## Work to be completed
Make an exact copy of all the records.

Data items

/---

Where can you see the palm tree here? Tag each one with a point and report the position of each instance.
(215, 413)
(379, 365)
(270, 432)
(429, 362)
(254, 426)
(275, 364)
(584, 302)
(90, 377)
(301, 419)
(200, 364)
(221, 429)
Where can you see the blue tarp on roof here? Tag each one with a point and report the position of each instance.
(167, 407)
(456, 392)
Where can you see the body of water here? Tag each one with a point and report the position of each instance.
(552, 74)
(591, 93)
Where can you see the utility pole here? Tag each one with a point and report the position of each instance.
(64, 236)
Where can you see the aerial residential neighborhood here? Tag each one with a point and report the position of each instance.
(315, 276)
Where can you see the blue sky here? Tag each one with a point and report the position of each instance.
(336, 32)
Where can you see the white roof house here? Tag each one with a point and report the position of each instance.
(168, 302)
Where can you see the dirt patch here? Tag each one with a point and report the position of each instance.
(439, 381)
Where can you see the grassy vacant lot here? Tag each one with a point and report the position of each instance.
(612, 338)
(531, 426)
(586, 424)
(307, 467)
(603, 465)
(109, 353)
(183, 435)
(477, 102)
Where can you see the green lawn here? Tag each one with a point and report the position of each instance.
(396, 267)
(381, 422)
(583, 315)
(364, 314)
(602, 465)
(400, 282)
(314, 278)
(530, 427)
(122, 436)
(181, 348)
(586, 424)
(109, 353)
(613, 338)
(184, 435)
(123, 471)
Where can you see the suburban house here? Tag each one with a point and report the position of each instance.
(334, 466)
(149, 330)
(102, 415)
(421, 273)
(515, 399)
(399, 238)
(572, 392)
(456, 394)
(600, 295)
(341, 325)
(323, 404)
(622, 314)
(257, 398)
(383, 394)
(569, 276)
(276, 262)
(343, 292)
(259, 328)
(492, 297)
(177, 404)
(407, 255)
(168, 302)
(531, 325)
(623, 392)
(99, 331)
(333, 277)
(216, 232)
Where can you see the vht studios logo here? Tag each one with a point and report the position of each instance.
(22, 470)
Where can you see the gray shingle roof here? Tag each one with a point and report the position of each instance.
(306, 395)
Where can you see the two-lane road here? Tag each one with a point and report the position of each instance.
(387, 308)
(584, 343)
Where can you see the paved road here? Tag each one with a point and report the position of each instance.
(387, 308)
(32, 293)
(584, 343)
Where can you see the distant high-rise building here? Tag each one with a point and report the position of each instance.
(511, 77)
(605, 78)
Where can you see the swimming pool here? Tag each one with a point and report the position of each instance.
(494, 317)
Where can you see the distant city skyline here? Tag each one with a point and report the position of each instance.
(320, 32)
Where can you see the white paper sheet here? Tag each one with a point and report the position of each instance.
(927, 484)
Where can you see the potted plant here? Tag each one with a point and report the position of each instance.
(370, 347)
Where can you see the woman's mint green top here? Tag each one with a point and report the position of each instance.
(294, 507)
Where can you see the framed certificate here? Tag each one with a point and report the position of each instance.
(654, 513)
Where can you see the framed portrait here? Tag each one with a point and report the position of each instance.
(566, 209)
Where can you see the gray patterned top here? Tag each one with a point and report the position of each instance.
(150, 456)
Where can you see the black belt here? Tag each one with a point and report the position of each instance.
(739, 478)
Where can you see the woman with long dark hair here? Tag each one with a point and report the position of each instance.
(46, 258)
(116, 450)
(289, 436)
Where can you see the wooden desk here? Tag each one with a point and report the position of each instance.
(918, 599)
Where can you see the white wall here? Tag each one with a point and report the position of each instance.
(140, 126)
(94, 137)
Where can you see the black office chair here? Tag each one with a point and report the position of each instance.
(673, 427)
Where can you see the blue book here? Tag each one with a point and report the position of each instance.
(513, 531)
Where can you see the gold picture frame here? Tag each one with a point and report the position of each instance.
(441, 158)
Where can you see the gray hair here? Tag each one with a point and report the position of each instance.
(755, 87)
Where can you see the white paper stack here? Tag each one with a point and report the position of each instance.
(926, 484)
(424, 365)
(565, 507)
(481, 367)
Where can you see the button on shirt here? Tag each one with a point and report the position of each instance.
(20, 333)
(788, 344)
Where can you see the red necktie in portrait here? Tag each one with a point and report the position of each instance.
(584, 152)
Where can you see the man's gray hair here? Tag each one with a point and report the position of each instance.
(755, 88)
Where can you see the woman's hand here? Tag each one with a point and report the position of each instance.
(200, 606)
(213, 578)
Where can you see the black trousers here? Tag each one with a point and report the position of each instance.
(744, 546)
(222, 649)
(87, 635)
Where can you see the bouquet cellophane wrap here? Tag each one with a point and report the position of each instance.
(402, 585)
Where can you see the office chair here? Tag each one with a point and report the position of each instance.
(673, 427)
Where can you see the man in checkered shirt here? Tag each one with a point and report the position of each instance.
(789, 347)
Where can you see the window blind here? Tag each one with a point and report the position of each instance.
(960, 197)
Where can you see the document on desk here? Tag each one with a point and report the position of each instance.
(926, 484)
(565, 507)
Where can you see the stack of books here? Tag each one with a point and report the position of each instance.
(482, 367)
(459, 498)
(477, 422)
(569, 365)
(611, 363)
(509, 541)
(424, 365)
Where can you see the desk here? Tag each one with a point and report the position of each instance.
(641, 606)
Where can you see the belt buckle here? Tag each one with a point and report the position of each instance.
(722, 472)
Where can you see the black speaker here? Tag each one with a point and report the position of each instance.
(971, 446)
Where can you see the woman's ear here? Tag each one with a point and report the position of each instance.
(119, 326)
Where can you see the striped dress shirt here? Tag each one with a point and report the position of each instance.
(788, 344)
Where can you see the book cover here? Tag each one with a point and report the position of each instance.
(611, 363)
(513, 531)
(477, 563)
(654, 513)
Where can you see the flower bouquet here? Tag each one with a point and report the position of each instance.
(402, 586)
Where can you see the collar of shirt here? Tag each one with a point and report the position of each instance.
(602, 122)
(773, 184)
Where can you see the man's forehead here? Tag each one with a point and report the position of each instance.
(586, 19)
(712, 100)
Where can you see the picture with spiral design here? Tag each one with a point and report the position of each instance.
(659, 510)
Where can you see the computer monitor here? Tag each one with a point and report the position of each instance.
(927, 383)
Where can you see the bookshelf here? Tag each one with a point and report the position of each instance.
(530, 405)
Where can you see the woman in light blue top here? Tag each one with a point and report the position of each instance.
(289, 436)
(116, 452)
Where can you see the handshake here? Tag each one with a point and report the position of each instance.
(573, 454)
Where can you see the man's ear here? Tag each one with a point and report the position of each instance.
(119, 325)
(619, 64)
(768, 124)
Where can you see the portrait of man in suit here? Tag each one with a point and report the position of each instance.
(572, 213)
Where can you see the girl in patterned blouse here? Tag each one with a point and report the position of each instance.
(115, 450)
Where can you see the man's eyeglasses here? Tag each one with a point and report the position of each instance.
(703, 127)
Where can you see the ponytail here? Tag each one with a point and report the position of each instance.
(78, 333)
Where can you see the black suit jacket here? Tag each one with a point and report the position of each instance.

\---

## Output below
Where can you see the palm tree here? Tag each one with a point and report the position of each instance.
(215, 413)
(379, 365)
(270, 432)
(429, 362)
(254, 426)
(275, 364)
(584, 302)
(90, 377)
(301, 419)
(200, 364)
(221, 429)
Where can you see the blue tarp on roof here? Tag each one with a point and report the position of each instance.
(167, 407)
(456, 392)
Where can you see the body of water here? Tag each one with a point and report the position of each instance.
(552, 74)
(591, 93)
Where can you see the utility pole here? Tag each one with a point and report the position of each instance.
(64, 236)
Where can you see the aerial residential neighborhood here? Tag each one with a point and report the position of each instance.
(315, 276)
Where can you see the blue sky here? Tag each one with a point and report the position of each instance.
(336, 32)
Where can you see the white roof house here? Tag each one with a point and report the position of each instance.
(168, 302)
Where can you see the dirt patch here? Tag each one with a point and report the position of each instance.
(439, 381)
Where can you see the grassy vacant lot here? Tag each one with a point and report the position of each instance.
(612, 338)
(531, 426)
(586, 424)
(307, 467)
(603, 465)
(109, 353)
(183, 435)
(477, 102)
Where can you see the green lawn here? Tag each one with a point and report the position of each instance.
(396, 267)
(381, 422)
(583, 315)
(364, 314)
(602, 465)
(400, 282)
(314, 278)
(530, 427)
(122, 436)
(181, 348)
(586, 424)
(109, 353)
(613, 338)
(184, 435)
(123, 471)
Where can you see the suburban house here? Tag each one with a point and report the position of each instance.
(334, 466)
(149, 330)
(102, 415)
(421, 273)
(515, 399)
(399, 238)
(572, 392)
(456, 394)
(600, 295)
(341, 325)
(323, 404)
(622, 314)
(257, 398)
(383, 394)
(569, 276)
(276, 262)
(343, 292)
(259, 328)
(492, 297)
(177, 404)
(407, 255)
(168, 302)
(531, 325)
(623, 392)
(99, 331)
(333, 277)
(216, 232)
Where can you see the vht studios logo here? Tag each one with a point and report the position of each instance.
(22, 470)
Where can you see the gray shingle roof here? Tag each one with a point and report the position of each instance.
(306, 395)
Where can you see the two-lane road here? Tag each one with a point and report the position of each instance.
(387, 308)
(584, 343)
Where can you see the paved road here? Tag each one with a point and report the position of each instance.
(387, 308)
(32, 293)
(584, 343)
Where can you see the distant high-rise building here? Tag each one with a point and report the position of each instance.
(511, 77)
(605, 78)
Where can you see the swimming pool here? Tag each one with a point and report the position of each instance.
(494, 317)
Where can you see the distant city skyline here? Tag each one with a point and report the position of each instance.
(320, 32)
Where can you see the white paper sheet here? Tag each one with a point and report the position of each instance.
(927, 484)
Where can you see the potted plant here? Tag each one with a point and report the position of each instance.
(370, 347)
Where can you see the woman's mint green top here? Tag each one with a point and report the position of each instance.
(294, 507)
Where can you see the framed certificate here? Tag each one with a point and report the position of each instance.
(654, 513)
Where can you see the framed portrait here? Tag each one with a point and report the position of each instance.
(566, 209)
Where can you see the gray patterned top here? Tag each one with a point and report the position of each instance.
(150, 456)
Where can you see the black belt here? Tag each one with a point and report the position of each instance.
(739, 478)
Where can you see the woman with long dark hair here? Tag each one with a point and report the position of each instance.
(46, 258)
(116, 450)
(289, 436)
Where can you see the wooden desk here? Tag each one with a point and report the position of each instance.
(918, 599)
Where can you see the white wall here? Tag each one with a point and report the position of each instance.
(140, 126)
(94, 137)
Where can you see the black office chair here? Tag each one with a point and report the position of each instance.
(673, 427)
Where can you see the blue book here? Tag each one with a point and report the position of each instance.
(513, 531)
Where can you see the gold picture frame here? Tag each one with a point and report the position of each instance.
(441, 158)
Where can you see the gray hair here? Tag each one with a point and report the position of each instance.
(755, 87)
Where can you see the white paper stack here? Tag each one with a point and report the position of each instance.
(926, 484)
(424, 365)
(565, 507)
(481, 367)
Where can you see the button on shirt here? Tag each one with a point and report the position of each instance.
(20, 333)
(788, 344)
Where can you see the red necktie in portrait here? Tag each one with a point and report the position of each instance.
(584, 152)
Where can you see the man's gray hair here? Tag each one with a point and report the position of each instance.
(755, 88)
Where can you see the woman's hand here? Tag each one with a point and report the position of each instance.
(200, 606)
(213, 578)
Where can you see the black trousers here? Tag each one with a point and report the position of each instance.
(744, 546)
(222, 649)
(87, 635)
Where can you see the bouquet cellophane wrap here? Tag each one with a point and report the position of each instance.
(402, 585)
Where can you see the office chair here? Tag each one with a point and report the position of each instance.
(673, 427)
Where can you see the man in checkered shirt here? Tag each one with a point and report the position of each instance.
(789, 347)
Where can you see the window blind here? Tag each one with a point and report the position of each instance.
(960, 197)
Where can you see the document on desk here? Tag each one with a point and report the position of each instance.
(926, 484)
(565, 507)
Where can you see the stack of books here? Tag each one with a point and report the position of each instance.
(482, 367)
(459, 498)
(477, 422)
(569, 365)
(611, 363)
(509, 541)
(424, 365)
Where can you see the desk here? Tag each one with a point and report the position of each instance.
(641, 606)
Where can you see the belt buckle here? Tag each one with a point and report the position of each instance.
(722, 472)
Where can you see the black speaker here? Tag each one with a point and report the position of each instance.
(971, 446)
Where can you see the woman's ear here? Tag each one with a point and report the position of each instance.
(119, 326)
Where can you see the striped dress shirt here? Tag each one with a point and report the position of each instance.
(788, 344)
Where can you see the book cover here? Tag each one with a point and report the position of each instance.
(611, 363)
(513, 531)
(477, 563)
(654, 513)
Where can you see the flower bouquet here? Tag each one with a point and report the position of each instance.
(402, 586)
Where can you see the collar of shirt here? Tag each one with a point and report the position of each instance.
(602, 122)
(773, 184)
Where can you see the man's forehead here? Tag each one with a point and report the position of each instance.
(586, 19)
(712, 100)
Where can you see the picture with spiral design here? Tag each one with a point and report the position of each instance.
(659, 510)
Where can you see the computer monitor here? Tag each one with a point and report the position of each instance.
(927, 383)
Where can you see the bookshelf here? Tag each one with a point and report the position of each instance.
(530, 405)
Where can you see the woman in light blue top here? Tag each one with a point and report the position of each instance.
(289, 436)
(116, 452)
Where can you see the handshake here? Tag each one with a point and report the position of each instance.
(573, 454)
Where can you see the man's ear here? Tag each one with a point and report the position of each instance.
(119, 325)
(619, 64)
(768, 124)
Where can you see the portrait of man in suit here? Tag each one with a point and report the position of each instance.
(572, 213)
Where can you see the girl in patterned blouse here? Tag each one with a point and report the position of each instance.
(115, 450)
Where can you see the man's eyeglasses here? Tag each one with a point and report the position of each instance.
(703, 127)
Where can you see the ponytail here? Tag each one with a point and report the position of each instance.
(78, 333)
Where can you see the black suit jacket here? Tag each one with a point and report the position of each instance.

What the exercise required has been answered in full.